[[ TEXT EXCERPT open ]]
2. config file overrides profile defaults.
3. profile defaults override internal module defaults.
This keeps the behavior predictable and easy to explain.
## Modular Installation Flow
The user-facing flow should be:
1. load config file if provided or auto-detected
2. merge CLI intent on top of config intent
3. normalize the request into a canonical selection
4. expand profile into baseline components
5. add `include` components
6. subtract `exclude` components
7. resolve dependencies and target compatibility
8. render a plan
9. apply operations if not in dry-run mode
10. write install-state
The important UX property is that the exact same flow powers:
- `install`
- `plan`
- `repair`
- `uninstall`
The commands differ in action, not in how ECC understands the selected install.
## Target Behavior
Selective install should preserve the same conceptual component graph across all
targets, while letting target adapters decide how content lands.
### Claude
Best fit for:
- home-scoped ECC baseline
- commands, agents, rules, hooks, platform config, orchestration
### Cursor
Best fit for:
- project-scoped installs
- rules plus project-local automation and config
### Antigravity
Best fit for:
- project-scoped agent/rule/workflow installs
### Codex / OpenCode
Should remain additive targets rather than special forks of the installer.
The selective-install design should make these just new adapters plus new
target-specific mapping rules, not new installer architectures.
## Technical Feasibility
This design is feasible because the repo already has:
- install module and profile manifests
- target adapters with install-state paths
- plan inspection
- install-state recording
- lifecycle commands
- a unified `ecc` CLI surface
The missing work is not conceptual invention. The missing work is productizing
the current substrate into a cleaner user-facing component model.
### Feasible In Phase 1
- profile + include/exclude selection
- `ecc-install.json` config file parsing
- catalog/discovery command
- alias mapping from user-facing component IDs to internal module sets
- dry-run and JSON planning
### Feasible In Phase 2
- richer target adapter semantics
- merge-aware operations for config-like assets
- stronger repair/uninstall behavior for non-copy operations
### Later
- reduced publish surface
- generated slim bundles
- remote component fetch
## Mapping To Current ECC Manifests
The current manifests do not yet expose a true user-facing `lang:*` /
`framework:*` / `capability:*` taxonomy. That should be introduced as a
presentation layer on top of the existing modules, not as a second installer
engine.
[[ TEXT EXCERPT closed ]]
(TASK INSTRUCTIONS) Render this sentence from the selective-install design text in Spanish: "The commands differ in action, not in how ECC understands the selected install."
[[ EXERCISE DATA open ]]
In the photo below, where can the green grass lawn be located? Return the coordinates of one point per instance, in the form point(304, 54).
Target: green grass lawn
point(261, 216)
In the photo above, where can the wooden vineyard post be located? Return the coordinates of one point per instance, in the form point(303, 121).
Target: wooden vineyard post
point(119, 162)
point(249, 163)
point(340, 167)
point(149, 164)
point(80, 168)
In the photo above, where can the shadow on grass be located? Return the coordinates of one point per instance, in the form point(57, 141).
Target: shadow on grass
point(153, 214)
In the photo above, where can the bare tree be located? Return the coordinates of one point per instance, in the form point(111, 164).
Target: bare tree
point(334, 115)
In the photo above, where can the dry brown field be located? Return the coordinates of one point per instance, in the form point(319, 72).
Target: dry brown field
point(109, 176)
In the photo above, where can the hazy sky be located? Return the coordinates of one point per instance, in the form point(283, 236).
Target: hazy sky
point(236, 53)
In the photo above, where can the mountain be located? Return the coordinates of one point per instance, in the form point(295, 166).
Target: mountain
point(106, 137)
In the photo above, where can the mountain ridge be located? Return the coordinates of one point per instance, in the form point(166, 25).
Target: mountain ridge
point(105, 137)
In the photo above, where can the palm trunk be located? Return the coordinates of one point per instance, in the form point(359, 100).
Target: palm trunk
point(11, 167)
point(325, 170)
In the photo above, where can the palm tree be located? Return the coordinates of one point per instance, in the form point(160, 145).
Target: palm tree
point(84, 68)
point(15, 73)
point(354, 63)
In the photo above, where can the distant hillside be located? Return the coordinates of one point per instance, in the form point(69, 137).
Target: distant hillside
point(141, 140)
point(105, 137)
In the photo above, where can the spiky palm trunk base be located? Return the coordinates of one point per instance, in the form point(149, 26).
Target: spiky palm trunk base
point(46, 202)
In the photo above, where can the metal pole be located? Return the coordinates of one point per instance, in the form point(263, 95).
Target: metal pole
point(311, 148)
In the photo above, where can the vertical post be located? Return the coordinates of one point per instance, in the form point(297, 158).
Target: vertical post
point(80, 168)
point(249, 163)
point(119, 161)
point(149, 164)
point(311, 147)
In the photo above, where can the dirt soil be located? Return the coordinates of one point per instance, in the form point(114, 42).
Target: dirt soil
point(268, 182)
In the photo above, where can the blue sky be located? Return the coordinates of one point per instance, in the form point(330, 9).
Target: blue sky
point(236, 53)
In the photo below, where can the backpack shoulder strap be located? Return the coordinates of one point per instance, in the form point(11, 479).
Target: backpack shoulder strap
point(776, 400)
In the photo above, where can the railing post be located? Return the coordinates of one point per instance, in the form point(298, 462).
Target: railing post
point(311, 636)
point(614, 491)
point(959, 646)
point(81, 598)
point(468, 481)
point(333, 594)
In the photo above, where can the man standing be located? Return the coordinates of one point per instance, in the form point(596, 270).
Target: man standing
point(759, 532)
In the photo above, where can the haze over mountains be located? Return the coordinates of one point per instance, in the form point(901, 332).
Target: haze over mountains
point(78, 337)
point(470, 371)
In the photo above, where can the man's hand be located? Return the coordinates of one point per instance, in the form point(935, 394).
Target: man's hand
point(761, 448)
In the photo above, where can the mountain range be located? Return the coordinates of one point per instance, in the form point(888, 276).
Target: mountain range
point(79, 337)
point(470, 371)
[[ EXERCISE DATA closed ]]
(YOUR RESPONSE) Los comandos difieren en la acción, no en cómo ECC entiende la instalación seleccionada.